- _Text_
________

# Copyright (c) 2024-present, Royal Bank of Canada.
# All rights reserved.
#
# This source code is licensed under the license found in the
# LICENSE file in the root directory of this source tree.
#

import os
import numpy as np
import random
from absl import app
from ml_collections.config_dict import ConfigDict
from ml_collections import config_flags
import uuid
import logging
from gpt_client import GPTClient, GPTConfig
from domains import Domain, PDDLEnv
import coloredlogs
import json
import wandb

from utils import wrap_code, extract_code

_CONFIG = config_flags.DEFINE_config_dict(
    'cfg',
    ConfigDict(dict(
        run_id=str(uuid.uuid4())[:8],
        debug=False,
        data_path='./data',
        exp_path='./experiments',
        log_prefix="test",
        seed=42,
        use_cot=False,
        gpt_args=dict(
            api_key="your-openai-api-key",
            model_name=os.environ['GPT_MODEL']
        ),
        env_args=dict(
            fd_py_path='/path/to/planning/library.py',
            fd_search_time_limit=300,
            val_bin_path='/path/to/VAL/bin/Validate',
        ),
        wandb_args=dict(
            project="llm-planning",
            entity="your-wandb-entity",
        ),
        max_tasks=10,  # Maximum number of tasks to evaluate
        context_domain_name='blocksworld',
        target_domain_name='grippers',
    ))

________

Dataset entries
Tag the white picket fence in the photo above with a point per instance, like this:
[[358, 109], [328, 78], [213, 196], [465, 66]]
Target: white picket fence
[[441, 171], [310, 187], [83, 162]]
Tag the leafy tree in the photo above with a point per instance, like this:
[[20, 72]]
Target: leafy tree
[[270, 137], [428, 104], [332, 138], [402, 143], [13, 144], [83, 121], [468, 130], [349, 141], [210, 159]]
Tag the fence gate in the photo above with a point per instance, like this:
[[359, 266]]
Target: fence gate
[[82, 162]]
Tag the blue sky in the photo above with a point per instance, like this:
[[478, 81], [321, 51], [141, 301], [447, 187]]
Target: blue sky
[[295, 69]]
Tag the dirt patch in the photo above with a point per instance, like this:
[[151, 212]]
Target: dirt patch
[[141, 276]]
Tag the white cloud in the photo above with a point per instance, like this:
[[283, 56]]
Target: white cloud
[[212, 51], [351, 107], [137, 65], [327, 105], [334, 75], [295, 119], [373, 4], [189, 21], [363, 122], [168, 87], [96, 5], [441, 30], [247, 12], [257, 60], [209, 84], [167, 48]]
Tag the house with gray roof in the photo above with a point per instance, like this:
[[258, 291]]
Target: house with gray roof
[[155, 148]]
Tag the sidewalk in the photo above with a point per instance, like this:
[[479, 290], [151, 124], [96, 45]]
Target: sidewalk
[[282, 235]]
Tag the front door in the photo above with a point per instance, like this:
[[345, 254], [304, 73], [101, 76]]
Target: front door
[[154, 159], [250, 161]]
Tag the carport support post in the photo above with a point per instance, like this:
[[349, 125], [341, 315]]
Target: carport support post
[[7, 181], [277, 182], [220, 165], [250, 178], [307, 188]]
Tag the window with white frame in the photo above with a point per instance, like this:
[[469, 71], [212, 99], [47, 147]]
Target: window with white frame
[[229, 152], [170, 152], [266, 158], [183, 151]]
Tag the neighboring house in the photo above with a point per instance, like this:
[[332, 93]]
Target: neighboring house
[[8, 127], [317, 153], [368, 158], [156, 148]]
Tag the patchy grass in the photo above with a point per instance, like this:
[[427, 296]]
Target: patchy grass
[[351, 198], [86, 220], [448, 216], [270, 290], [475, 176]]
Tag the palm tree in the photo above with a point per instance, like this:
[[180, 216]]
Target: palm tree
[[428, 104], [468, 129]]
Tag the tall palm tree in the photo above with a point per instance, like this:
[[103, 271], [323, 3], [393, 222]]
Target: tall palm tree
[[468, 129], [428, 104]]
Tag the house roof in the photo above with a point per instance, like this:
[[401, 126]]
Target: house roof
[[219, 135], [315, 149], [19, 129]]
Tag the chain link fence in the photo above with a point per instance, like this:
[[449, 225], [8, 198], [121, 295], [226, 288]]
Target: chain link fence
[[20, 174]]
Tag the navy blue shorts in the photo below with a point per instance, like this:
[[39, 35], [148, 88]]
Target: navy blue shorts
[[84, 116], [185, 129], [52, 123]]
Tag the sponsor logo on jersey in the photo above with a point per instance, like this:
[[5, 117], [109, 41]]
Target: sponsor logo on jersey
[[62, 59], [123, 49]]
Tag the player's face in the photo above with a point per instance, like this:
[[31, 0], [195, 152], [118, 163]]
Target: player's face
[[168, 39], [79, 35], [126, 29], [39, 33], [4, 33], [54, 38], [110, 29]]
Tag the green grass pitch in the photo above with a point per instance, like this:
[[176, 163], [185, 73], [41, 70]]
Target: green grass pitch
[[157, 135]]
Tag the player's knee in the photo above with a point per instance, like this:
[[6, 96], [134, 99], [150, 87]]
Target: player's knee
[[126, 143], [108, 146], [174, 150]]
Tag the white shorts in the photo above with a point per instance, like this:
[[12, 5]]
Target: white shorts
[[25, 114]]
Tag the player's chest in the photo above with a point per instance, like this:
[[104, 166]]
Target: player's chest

________

- _Complete the following_
1. Answer these questions about the Python script:
(a) What value is given for `seed`?
(b) What comment follows `max_tasks=10`?
(c) What are `context_domain_name` and `target_domain_name` set to?
2. Continue the Python script from its last line.

- _Answers to the exercise_
1.
(a) 42
(b) "# Maximum number of tasks to evaluate"
(c) `context_domain_name` is 'blocksworld' and `target_domain_name` is 'grippers'.

2.
)

SYSTEM_MESSAGE = """You are a helpful assistant, skilled in producing Planning Domain Definition Language (PDDL) plans given a natural language description of a planning domain. You always wrap your code in the appropriate markdown or PDDL syntax."""
BLOCKSWORLD_COT_PLAN = """; Initial state:
; (arm-empty)
; (on b1 b4)
; (on b2 b5)
; (on b3 b2)
; (on-table b4)
; (on b5 b1)
; (clear b3)

; Goal state:
; (on b4 b3)

; Step 1: Unstack b3 from b2
(unstack b3 b2)
; Effects: (holding b3) (clear b2) (not (on b3 b2)) (not (clear b3)) (not (arm-empty))

; Step 2: Putdown b3 on the table
(putdown b3)
; Effects: (clear b3) (arm-empty) (on-table b3) (not (holding b3))

; Step 3: Unstack b2 from b5
(unstack b2 b5)
; Effects: (holding b2) (clear b5) (not (on b2 b5)) (not (clear b2)) (not (arm-empty))

; Step 4: Putdown b2 on the table
(putdown b2)
; Effects: (clear b2) (arm-empty) (on-table b2) (not (holding b2))

; Step 5: Unstack b5 from b1
(unstack b5 b1)
; Effects: (holding b5) (clear b1) (not (on b5 b1)) (not (clear b5)) (not (arm-empty))

; Step 6: Putdown b5 on the table
(putdown b5)
; Effects: (clear b5) (arm-empty) (on-table b5) (not (holding b5))

; Step 7: Unstack b1 from b4
(unstack b1 b4)
; Effects: (holding b1) (clear b4) (not (on b1 b4)) (not (clear b1)) (not (arm-empty))

; Step 8: Putdown b1 on the table
(putdown b1)
; Effects: (clear b1) (arm-empty) (on-table b1) (not (holding b1))

; Step 9: Pickup b4 from the table
(pickup b4)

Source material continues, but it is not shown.